:: What you have to do ::
A verbatim copy of the data below is the required output.

⁂

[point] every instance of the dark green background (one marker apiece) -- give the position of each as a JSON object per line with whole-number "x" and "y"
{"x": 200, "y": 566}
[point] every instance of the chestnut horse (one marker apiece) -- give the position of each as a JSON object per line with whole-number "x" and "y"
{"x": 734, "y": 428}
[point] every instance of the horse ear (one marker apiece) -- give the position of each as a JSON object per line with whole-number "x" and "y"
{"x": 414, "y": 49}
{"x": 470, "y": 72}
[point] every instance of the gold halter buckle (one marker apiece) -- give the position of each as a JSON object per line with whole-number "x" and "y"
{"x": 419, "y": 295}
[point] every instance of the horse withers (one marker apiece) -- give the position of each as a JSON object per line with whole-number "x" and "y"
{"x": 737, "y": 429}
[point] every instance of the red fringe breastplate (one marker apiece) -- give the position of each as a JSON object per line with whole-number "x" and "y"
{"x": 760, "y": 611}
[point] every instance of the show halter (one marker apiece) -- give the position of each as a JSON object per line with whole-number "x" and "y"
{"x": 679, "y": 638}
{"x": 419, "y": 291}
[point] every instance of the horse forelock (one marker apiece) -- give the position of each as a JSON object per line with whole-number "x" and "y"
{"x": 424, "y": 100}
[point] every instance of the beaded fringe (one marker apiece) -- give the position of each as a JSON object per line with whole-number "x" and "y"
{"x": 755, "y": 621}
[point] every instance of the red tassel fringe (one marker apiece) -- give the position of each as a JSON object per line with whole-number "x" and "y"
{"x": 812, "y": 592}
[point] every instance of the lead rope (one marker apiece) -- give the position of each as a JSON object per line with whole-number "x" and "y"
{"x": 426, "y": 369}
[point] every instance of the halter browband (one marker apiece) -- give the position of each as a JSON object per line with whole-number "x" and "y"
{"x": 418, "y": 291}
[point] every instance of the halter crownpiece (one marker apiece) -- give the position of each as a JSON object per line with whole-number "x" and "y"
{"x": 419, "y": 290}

⁂

:: Reply to the task ::
[point] every instance of the dark green background (one marker apiece) -- give the position of each as a JSON object per line with whole-number "x" and "y"
{"x": 200, "y": 566}
[point] every instance of the chestnut horse (one marker apiece) -- give the position of each as a JSON object per line with whole-number "x" and "y"
{"x": 734, "y": 428}
[point] every instance of the horse ear (one marker apiece) -- give the position of each as a JSON object per line with whole-number "x" and "y"
{"x": 414, "y": 49}
{"x": 470, "y": 72}
[point] every instance of the gold halter buckle (one marker apiece) -- give the position of each as a JSON object per line with whole-number "x" and "y"
{"x": 419, "y": 295}
[point] every instance of the horse withers (one marker apiece) -- give the position of each as a JSON object per line with whole-number "x" and "y"
{"x": 737, "y": 429}
[point] every instance of the red fringe breastplate (one marker apiece) -- give the position of each as a JSON object per line with whole-number "x" and "y"
{"x": 760, "y": 611}
[point] every instance of the show halter (one marker apiece) -- give the position of each as a JSON object per line with whole-number "x" and "y"
{"x": 679, "y": 638}
{"x": 419, "y": 291}
[point] every instance of the horse forelock (one marker apiece) -- give the position of each as a JSON object per line with whole-number "x" and "y"
{"x": 424, "y": 100}
[point] every instance of the beaded fringe (one marker apiece) -- give the position of each as a JSON object per line with whole-number "x" and "y"
{"x": 755, "y": 621}
[point] every instance of the red tassel fringe (one marker apiece) -- give the position of each as a JSON object per line with whole-number "x" and "y"
{"x": 812, "y": 592}
[point] every instance of the lead rope (one marker apiece) -- give the position of each as a JSON object per line with whole-number "x" and "y"
{"x": 426, "y": 369}
[point] every instance of the halter browband (one marker apiece) -- give the position of each as a JSON object per line with whole-number "x" and "y"
{"x": 418, "y": 291}
[point] every instance of the halter crownpiece (one marker apiece) -- give the position of each as a JSON object per line with whole-number "x" and "y"
{"x": 419, "y": 290}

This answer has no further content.